— start of Given records —

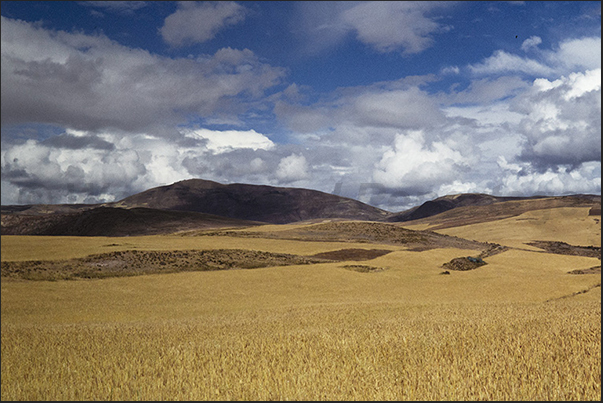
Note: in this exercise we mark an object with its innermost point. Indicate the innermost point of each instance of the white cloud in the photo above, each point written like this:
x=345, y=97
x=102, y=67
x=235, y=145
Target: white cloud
x=503, y=62
x=119, y=7
x=390, y=26
x=582, y=54
x=92, y=83
x=416, y=166
x=292, y=168
x=521, y=179
x=531, y=42
x=562, y=120
x=227, y=140
x=199, y=22
x=386, y=26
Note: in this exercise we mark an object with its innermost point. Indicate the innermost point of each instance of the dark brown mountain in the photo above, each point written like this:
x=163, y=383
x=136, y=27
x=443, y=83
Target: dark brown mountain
x=200, y=204
x=465, y=209
x=110, y=221
x=445, y=203
x=275, y=205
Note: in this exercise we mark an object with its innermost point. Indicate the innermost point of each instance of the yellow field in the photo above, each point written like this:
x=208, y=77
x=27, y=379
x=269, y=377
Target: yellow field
x=518, y=328
x=568, y=224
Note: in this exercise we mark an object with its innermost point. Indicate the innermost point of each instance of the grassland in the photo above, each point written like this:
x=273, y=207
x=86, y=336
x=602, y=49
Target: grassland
x=517, y=328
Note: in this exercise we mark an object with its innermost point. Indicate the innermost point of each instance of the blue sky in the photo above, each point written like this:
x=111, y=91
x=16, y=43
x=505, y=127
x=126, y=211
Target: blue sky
x=391, y=103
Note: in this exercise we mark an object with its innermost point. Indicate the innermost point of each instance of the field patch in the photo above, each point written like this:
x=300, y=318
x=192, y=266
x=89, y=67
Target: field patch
x=136, y=262
x=352, y=254
x=359, y=232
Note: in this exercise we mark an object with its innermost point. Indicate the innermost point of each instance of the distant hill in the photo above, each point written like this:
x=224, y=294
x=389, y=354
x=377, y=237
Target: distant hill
x=201, y=204
x=112, y=221
x=275, y=205
x=465, y=209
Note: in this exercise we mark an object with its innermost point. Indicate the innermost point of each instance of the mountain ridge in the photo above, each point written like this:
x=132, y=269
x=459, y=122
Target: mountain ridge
x=203, y=204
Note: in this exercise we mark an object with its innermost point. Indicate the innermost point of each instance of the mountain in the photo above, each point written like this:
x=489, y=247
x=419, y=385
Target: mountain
x=110, y=221
x=275, y=205
x=445, y=203
x=201, y=204
x=465, y=209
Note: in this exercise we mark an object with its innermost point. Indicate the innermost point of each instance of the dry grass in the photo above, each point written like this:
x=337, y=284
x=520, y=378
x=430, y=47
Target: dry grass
x=567, y=224
x=385, y=352
x=518, y=328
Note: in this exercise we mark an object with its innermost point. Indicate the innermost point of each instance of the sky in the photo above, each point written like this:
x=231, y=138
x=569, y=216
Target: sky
x=390, y=103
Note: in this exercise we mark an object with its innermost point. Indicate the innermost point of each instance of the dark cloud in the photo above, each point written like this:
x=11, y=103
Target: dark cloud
x=78, y=142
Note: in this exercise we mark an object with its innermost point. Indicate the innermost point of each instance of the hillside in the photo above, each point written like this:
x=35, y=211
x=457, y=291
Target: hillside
x=111, y=221
x=275, y=205
x=198, y=204
x=465, y=209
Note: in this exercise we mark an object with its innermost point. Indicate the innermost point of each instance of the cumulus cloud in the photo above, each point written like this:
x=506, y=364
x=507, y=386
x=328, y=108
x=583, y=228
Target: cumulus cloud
x=223, y=141
x=372, y=106
x=581, y=53
x=407, y=27
x=199, y=22
x=569, y=56
x=389, y=26
x=414, y=166
x=118, y=7
x=292, y=168
x=503, y=62
x=521, y=179
x=531, y=42
x=562, y=120
x=92, y=83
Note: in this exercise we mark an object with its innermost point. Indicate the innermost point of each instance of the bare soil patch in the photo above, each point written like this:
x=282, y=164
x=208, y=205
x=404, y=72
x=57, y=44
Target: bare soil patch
x=362, y=232
x=363, y=268
x=464, y=263
x=563, y=248
x=592, y=270
x=352, y=254
x=135, y=262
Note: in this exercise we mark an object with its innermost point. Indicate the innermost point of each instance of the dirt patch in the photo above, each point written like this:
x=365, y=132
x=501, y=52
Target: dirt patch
x=352, y=254
x=136, y=262
x=464, y=263
x=563, y=248
x=592, y=270
x=363, y=232
x=363, y=268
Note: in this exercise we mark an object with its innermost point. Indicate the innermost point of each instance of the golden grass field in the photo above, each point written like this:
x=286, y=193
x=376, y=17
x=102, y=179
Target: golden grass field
x=518, y=328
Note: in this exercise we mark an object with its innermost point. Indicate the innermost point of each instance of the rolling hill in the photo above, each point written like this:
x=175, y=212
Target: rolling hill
x=275, y=205
x=198, y=204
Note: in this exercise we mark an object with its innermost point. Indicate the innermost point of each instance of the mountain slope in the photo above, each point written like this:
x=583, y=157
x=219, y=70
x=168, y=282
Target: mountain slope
x=275, y=205
x=112, y=221
x=488, y=208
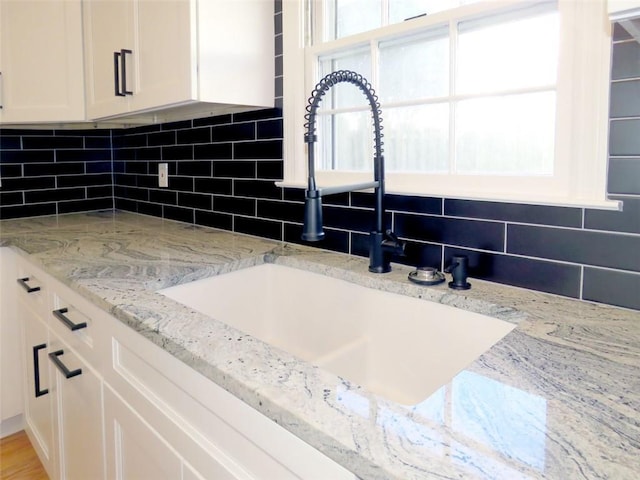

— end of Given records —

◆ What is being asked ◆
Reproduce all of the rows above with every "innermost point" replaced by "central point" and everything else left unchanged. Leave the pictures out of your answer.

◆ Output of the exercise ◆
Note: in this exercise we mark an object with its central point. Indicate the central point of each instance of the white cloud in the photo above, each point written like this:
x=345, y=97
x=102, y=67
x=235, y=145
Target: white cloud
x=503, y=62
x=119, y=7
x=390, y=26
x=582, y=54
x=92, y=83
x=416, y=166
x=292, y=168
x=521, y=179
x=531, y=42
x=562, y=120
x=227, y=140
x=199, y=22
x=386, y=26
Note: in this exercise we mark an object with its central point. Indicate the central point of each instance of the dark brown mountain in the photo above, each point written like this:
x=163, y=383
x=136, y=27
x=443, y=83
Target: dark brown mountain
x=200, y=204
x=465, y=209
x=110, y=221
x=445, y=203
x=275, y=205
Note: in this exercise we mark an object with its central point. Indicate the central point of each instance of the yellow field in the photo above, each point written like this:
x=208, y=77
x=27, y=379
x=269, y=377
Target: yellow field
x=518, y=328
x=568, y=224
Note: in this exercise we mark an object with its central point. Indicate the central point of each instance of the grassland in the photo above, each point written like this:
x=273, y=207
x=86, y=336
x=602, y=49
Target: grassland
x=517, y=328
Note: in this exercise we mark an object with its central point. Indicate the central point of each instance of the blue sky in the photo above, each point written like this:
x=111, y=91
x=16, y=43
x=505, y=127
x=126, y=211
Target: blue sky
x=391, y=103
Note: in this exercise we mark an object with its central point. Indicate the central point of each instance of the field patch in the photo above, each point written like this:
x=300, y=318
x=192, y=266
x=89, y=67
Target: field patch
x=136, y=262
x=352, y=254
x=359, y=232
Note: in this exercise we mark an object with its central point. Indicate the central point of each instance of the distant hill in the photo above, each point written like this:
x=224, y=294
x=389, y=354
x=377, y=237
Target: distant hill
x=201, y=204
x=112, y=221
x=275, y=205
x=465, y=209
Note: in this exercise we mark an object with its central point. Indicate the central point of each instance of the mountain ridge in the photo above, each point written like this:
x=132, y=269
x=459, y=122
Target: mountain ridge
x=203, y=204
Note: in this exercise we mark an object with its central point. Indicate the central point of each instance of the mountain in the photo above, each point written like this:
x=489, y=247
x=419, y=385
Target: mountain
x=110, y=221
x=275, y=205
x=445, y=203
x=201, y=204
x=465, y=209
Note: in this exercise we mark an object with its central point. Indicate the central point of each instance of the dry grass in the photo above, each point written like this:
x=337, y=284
x=520, y=378
x=430, y=47
Target: dry grass
x=567, y=224
x=385, y=352
x=518, y=328
Note: in this exercise we mark an object with its central point. Indicate the central point of each instance of the sky in the photo above, each point written like this:
x=231, y=138
x=569, y=216
Target: sky
x=390, y=103
Note: in this exercise we mark an object with its central point. Indicate the central point of each instance of the dark cloud in the photo above, each point written like this:
x=11, y=103
Target: dark cloud
x=78, y=142
Note: in this exercise we mark an object with its central point. Indicate the central point of each instance of the hillside in the photo above, each point written like this:
x=35, y=211
x=457, y=291
Target: hillside
x=111, y=221
x=275, y=205
x=198, y=204
x=465, y=209
Note: in this exercise we mark an object with its central point. Indicate the central point of each instance of the cumulus cloud in the photo above, each point written like this:
x=506, y=364
x=507, y=386
x=328, y=108
x=583, y=228
Target: cumulus cloud
x=223, y=141
x=372, y=106
x=581, y=53
x=407, y=27
x=199, y=22
x=569, y=56
x=389, y=26
x=414, y=166
x=118, y=7
x=292, y=168
x=503, y=62
x=521, y=179
x=531, y=42
x=562, y=120
x=92, y=83
Note: in this exercise we mark an object with its central point. Indicate the central point of each instance of the bare soil patch in the photo above, each point written like this:
x=282, y=164
x=208, y=205
x=404, y=72
x=57, y=44
Target: bare soil patch
x=362, y=232
x=363, y=268
x=464, y=263
x=563, y=248
x=592, y=270
x=352, y=254
x=135, y=262
Note: in this exercise we mark an object with its central point. Indicate the central point of each instance of the dirt patch in the photo above, each point written like this:
x=365, y=132
x=501, y=52
Target: dirt patch
x=352, y=254
x=136, y=262
x=464, y=263
x=563, y=248
x=592, y=270
x=363, y=232
x=363, y=268
Note: in this exercise we mark an object with its central point. Indicate the central point of each instance of the golden grass field in the photo above, each point written like this:
x=286, y=193
x=376, y=17
x=102, y=179
Target: golden grass field
x=518, y=328
Note: in this exercise we mark an object with its central point. Indicate the central point of each instance of the rolling hill in the photo above, each point written like this:
x=175, y=212
Target: rolling hill
x=275, y=205
x=198, y=204
Note: in this exercise we mark an object with its central point. Indicate the central point of each instance of the mountain slope in the photo above, each point written like this:
x=583, y=157
x=219, y=70
x=168, y=282
Target: mountain slope
x=275, y=205
x=112, y=221
x=488, y=208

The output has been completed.